◆ **WORK REQUEST 1**
Answer these questions about the excerpt on tariff retaliation and luxury stocks:
(a) What is the value of the EU's first set of retaliatory measures?
(b) Which stock did Deutsche Bank upgrade?
(c) According to Bain, what do wealthy shoppers often base their financial outlooks on?
◆ **WORK REQUEST 2**
In the excerpt on tariff retaliation and luxury stocks, rewrite the part between "The escalation bodes" and "to dining out.", inclusive, replacing "macroenvironment" with "economy".

◆ **EXCERPTED PASSAGE**
The same morning, the EU approved its first set of retaliatory measures worth €22 billion, ranging from 10 to 25 per cent. Other nations, like Japan, South Korea and Italy, are reportedly heading to Washington DC to negotiate with the President, before implementing any retaliatory measures. CEOs of multinational companies have also been in communication, CNN reported on Tuesday.

Declines among stock futures dipped further following China’s announcement. The S&P 500 is now on course for a 1.6 per cent decline, from 0.5 per cent earlier in the day; the Nasdaq is set for a 1.3 per cent drop, down from 0.2 per cent; and the Dow Jones industrial average looks to drop 1.7 per cent, down from 0.7 per cent. Luxury stocks are also down. Deutsche Bank downgraded its share price for Richemont, LVMH, Moncler and Kering; Hermès was the only stock it upgraded.

The escalation bodes badly for global luxury. When uncertainty is high, consumers spend less. Even wealthy shoppers temper their spending when the macroenvironment is doing poorly — particularly given they often base financial outlooks on the stock market, according to Bain. Judging by Wednesday’s market performance, spending on fashion isn’t looking good. This same logic feeds into spending on luxuries from travel (airfare purchases are down) to dining out.

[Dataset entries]
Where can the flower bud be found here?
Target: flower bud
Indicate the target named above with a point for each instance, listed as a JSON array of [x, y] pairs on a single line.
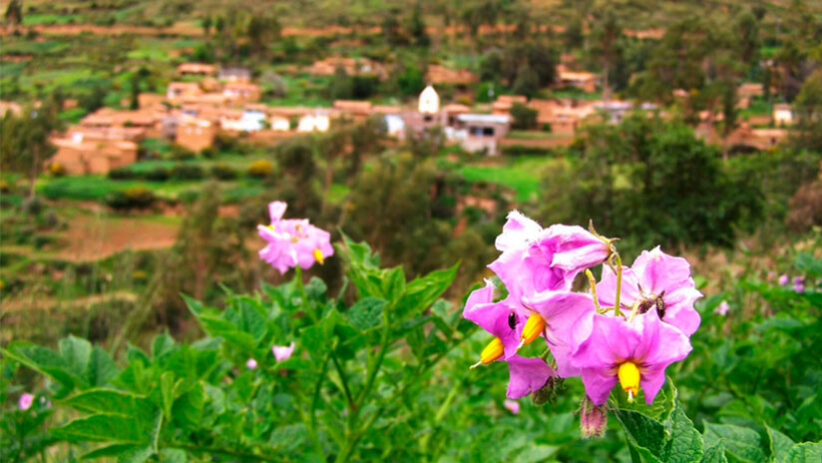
[[592, 419], [548, 392]]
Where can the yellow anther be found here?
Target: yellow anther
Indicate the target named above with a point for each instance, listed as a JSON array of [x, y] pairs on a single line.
[[534, 326], [628, 375], [493, 351]]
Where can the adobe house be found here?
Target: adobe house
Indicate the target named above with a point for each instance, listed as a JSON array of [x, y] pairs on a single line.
[[178, 90], [503, 103], [198, 69], [782, 114], [244, 92], [585, 81], [234, 74], [194, 133], [482, 132], [441, 75], [359, 110]]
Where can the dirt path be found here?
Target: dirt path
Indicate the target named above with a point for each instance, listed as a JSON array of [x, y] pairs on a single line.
[[40, 303], [91, 238]]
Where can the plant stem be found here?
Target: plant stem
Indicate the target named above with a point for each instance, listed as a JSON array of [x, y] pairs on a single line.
[[618, 262]]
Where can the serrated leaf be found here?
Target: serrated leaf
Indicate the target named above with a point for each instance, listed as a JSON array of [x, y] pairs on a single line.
[[685, 444], [780, 444], [103, 401], [714, 453], [743, 443], [108, 451], [103, 427], [644, 431], [806, 452], [366, 313], [100, 368], [173, 456]]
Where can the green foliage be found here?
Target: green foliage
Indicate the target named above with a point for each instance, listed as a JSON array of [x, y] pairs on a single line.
[[652, 181]]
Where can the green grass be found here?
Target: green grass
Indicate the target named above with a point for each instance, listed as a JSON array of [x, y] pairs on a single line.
[[31, 19], [523, 175]]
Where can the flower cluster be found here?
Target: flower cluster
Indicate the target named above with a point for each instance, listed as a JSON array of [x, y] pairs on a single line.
[[292, 242], [627, 328]]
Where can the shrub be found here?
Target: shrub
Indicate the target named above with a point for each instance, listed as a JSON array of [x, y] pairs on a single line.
[[223, 171], [158, 174], [56, 169], [135, 197], [525, 118], [260, 169], [186, 172], [121, 174], [181, 153]]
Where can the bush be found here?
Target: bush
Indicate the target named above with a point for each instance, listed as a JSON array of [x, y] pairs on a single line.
[[56, 169], [180, 153], [260, 169], [158, 174], [223, 171], [121, 174], [186, 172], [135, 197], [525, 118]]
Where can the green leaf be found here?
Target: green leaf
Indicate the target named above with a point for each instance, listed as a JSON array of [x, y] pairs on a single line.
[[685, 445], [103, 427], [45, 361], [742, 443], [780, 444], [714, 453], [75, 351], [422, 292], [188, 408], [108, 451], [161, 347], [644, 431], [167, 392], [104, 401], [173, 456], [806, 452], [136, 455], [366, 313], [536, 454], [101, 368]]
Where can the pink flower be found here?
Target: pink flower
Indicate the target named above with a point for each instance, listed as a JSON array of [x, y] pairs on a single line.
[[568, 320], [534, 260], [497, 318], [635, 354], [25, 401], [656, 283], [722, 308], [512, 406], [292, 242], [526, 375], [282, 353]]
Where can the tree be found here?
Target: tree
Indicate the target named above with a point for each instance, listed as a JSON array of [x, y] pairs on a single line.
[[14, 12], [24, 140], [606, 34], [808, 109], [654, 181], [524, 117]]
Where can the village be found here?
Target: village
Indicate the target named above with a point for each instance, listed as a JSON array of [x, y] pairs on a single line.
[[209, 100]]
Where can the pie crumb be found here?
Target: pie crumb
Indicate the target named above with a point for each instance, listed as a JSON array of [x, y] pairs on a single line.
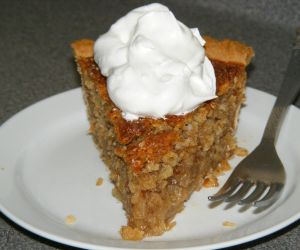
[[227, 223], [70, 219], [99, 181]]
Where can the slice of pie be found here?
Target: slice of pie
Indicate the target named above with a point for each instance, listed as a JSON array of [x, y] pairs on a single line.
[[156, 164]]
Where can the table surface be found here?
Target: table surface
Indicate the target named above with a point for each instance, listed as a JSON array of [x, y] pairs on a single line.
[[36, 62]]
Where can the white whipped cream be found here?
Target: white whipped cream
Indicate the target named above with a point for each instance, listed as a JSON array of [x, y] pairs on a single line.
[[155, 65]]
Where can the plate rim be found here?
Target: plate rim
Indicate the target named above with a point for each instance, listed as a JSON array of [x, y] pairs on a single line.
[[75, 243]]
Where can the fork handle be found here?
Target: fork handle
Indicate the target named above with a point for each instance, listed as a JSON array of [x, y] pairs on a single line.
[[287, 93]]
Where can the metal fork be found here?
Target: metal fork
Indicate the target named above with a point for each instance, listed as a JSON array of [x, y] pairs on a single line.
[[262, 170]]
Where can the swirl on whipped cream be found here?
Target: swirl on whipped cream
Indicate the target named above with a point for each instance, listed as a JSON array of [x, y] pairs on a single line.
[[154, 64]]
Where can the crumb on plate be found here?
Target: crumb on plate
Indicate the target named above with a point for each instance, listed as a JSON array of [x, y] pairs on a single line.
[[99, 181], [70, 219], [240, 151]]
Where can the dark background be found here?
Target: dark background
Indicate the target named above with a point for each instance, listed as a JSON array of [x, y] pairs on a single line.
[[36, 62]]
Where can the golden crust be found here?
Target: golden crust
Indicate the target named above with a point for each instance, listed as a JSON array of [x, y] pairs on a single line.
[[228, 51], [228, 65]]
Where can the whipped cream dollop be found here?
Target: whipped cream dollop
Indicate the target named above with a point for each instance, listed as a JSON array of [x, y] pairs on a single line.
[[154, 64]]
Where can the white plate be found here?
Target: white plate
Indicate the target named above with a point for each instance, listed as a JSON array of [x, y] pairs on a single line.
[[49, 167]]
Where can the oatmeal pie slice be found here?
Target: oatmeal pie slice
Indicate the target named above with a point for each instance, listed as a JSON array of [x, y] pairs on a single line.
[[156, 164]]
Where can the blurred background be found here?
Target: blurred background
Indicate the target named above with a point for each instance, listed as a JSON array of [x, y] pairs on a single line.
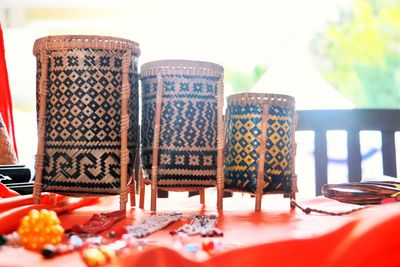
[[327, 54]]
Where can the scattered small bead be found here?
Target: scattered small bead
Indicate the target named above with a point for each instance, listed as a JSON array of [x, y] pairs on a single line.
[[49, 251], [75, 241], [93, 257], [208, 245], [112, 234]]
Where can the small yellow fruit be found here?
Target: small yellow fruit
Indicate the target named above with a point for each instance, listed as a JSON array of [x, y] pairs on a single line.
[[40, 228]]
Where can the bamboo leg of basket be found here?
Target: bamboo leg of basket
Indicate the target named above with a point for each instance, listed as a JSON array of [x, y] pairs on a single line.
[[293, 162], [220, 144], [156, 143], [141, 189], [125, 94], [202, 196], [261, 158], [135, 178], [43, 91]]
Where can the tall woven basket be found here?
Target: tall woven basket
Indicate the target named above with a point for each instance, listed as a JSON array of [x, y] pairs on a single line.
[[182, 126], [87, 105], [260, 144]]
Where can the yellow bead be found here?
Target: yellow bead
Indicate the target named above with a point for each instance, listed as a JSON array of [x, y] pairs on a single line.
[[108, 252], [93, 257]]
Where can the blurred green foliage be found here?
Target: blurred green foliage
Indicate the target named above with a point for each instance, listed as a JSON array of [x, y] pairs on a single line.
[[360, 53], [243, 81]]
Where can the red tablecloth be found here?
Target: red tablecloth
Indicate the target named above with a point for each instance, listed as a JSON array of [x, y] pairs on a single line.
[[274, 237]]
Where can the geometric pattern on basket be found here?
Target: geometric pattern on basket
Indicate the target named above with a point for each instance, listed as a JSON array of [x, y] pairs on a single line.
[[83, 142], [243, 146], [188, 134]]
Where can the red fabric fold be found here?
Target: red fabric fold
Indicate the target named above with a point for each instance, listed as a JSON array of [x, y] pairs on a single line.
[[5, 95]]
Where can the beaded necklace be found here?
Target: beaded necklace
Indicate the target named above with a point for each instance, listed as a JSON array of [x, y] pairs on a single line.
[[204, 225]]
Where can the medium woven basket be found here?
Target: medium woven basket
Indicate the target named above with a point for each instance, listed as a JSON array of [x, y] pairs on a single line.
[[87, 103], [182, 128], [260, 144]]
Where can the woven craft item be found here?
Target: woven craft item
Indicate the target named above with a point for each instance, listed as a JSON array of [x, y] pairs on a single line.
[[182, 127], [7, 153], [260, 145], [87, 104]]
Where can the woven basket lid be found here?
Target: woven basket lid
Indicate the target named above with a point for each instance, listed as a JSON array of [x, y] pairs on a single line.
[[262, 98], [183, 67], [67, 42]]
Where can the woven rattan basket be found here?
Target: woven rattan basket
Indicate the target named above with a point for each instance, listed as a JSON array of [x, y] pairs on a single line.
[[260, 144], [87, 103], [182, 127]]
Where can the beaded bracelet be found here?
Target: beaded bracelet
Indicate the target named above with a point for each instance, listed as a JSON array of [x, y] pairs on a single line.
[[152, 224]]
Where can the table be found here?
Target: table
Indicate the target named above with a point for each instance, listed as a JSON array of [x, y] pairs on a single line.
[[275, 236]]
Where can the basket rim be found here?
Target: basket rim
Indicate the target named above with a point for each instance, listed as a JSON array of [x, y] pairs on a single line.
[[181, 66], [67, 42]]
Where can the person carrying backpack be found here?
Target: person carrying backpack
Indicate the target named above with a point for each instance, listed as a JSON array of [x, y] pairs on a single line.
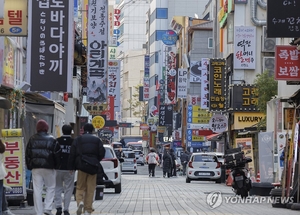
[[152, 160]]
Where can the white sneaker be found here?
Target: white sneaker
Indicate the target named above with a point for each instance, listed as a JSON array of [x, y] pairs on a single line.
[[79, 208]]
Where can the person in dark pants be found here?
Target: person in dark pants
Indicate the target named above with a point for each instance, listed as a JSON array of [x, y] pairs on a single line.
[[184, 158], [173, 170], [167, 164], [152, 160], [5, 209], [64, 177]]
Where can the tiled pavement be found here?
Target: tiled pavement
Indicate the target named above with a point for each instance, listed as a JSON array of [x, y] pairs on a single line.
[[142, 195]]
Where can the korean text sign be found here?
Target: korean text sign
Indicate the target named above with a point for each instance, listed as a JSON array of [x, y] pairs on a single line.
[[244, 47], [14, 164], [287, 63], [217, 85], [283, 18], [14, 22], [50, 45], [113, 81], [97, 50]]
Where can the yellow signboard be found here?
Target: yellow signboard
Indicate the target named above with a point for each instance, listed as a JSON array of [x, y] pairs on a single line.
[[98, 122], [198, 138], [246, 119], [15, 19], [200, 120], [95, 109], [17, 132]]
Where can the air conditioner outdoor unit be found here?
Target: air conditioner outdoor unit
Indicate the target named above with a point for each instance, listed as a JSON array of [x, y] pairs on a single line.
[[269, 64], [268, 44]]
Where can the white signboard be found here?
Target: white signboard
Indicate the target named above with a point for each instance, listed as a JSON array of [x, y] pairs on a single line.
[[97, 50], [244, 47], [113, 82], [182, 83], [195, 71], [218, 123], [204, 83]]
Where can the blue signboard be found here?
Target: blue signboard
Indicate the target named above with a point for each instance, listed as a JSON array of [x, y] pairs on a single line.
[[169, 38]]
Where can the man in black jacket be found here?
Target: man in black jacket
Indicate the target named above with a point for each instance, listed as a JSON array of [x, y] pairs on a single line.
[[64, 177], [42, 156], [89, 146]]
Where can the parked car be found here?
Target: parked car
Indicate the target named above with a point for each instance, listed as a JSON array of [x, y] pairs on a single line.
[[129, 164], [112, 168], [203, 167], [140, 157]]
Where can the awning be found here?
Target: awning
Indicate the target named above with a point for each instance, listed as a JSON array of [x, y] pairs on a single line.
[[4, 103], [213, 137]]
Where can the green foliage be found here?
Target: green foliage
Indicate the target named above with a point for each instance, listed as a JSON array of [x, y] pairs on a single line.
[[138, 108], [266, 89]]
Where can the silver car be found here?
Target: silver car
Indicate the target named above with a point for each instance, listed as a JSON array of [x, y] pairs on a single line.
[[129, 164]]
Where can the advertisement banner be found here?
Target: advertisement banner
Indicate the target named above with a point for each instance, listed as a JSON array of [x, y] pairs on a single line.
[[113, 80], [244, 47], [13, 18], [50, 45], [287, 63], [281, 143], [246, 145], [195, 71], [84, 18], [97, 51], [265, 154], [217, 85], [14, 163], [204, 83], [9, 63], [171, 74], [182, 83], [165, 115]]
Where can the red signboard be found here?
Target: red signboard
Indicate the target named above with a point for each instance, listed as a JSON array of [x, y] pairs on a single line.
[[287, 63]]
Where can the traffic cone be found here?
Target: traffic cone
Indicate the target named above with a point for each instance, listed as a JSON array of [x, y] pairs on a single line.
[[258, 177], [229, 179]]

◆ **EXPECTED OUTPUT 1**
(a) €22 billion
(b) Hermès
(c) The stock market

◆ **EXPECTED OUTPUT 2**
The escalation bodes badly for global luxury. When uncertainty is high, consumers spend less. Even wealthy shoppers temper their spending when the economy is doing poorly — particularly given they often base financial outlooks on the stock market, according to Bain. Judging by Wednesday’s market performance, spending on fashion isn’t looking good. This same logic feeds into spending on luxuries from travel (airfare purchases are down) to dining out.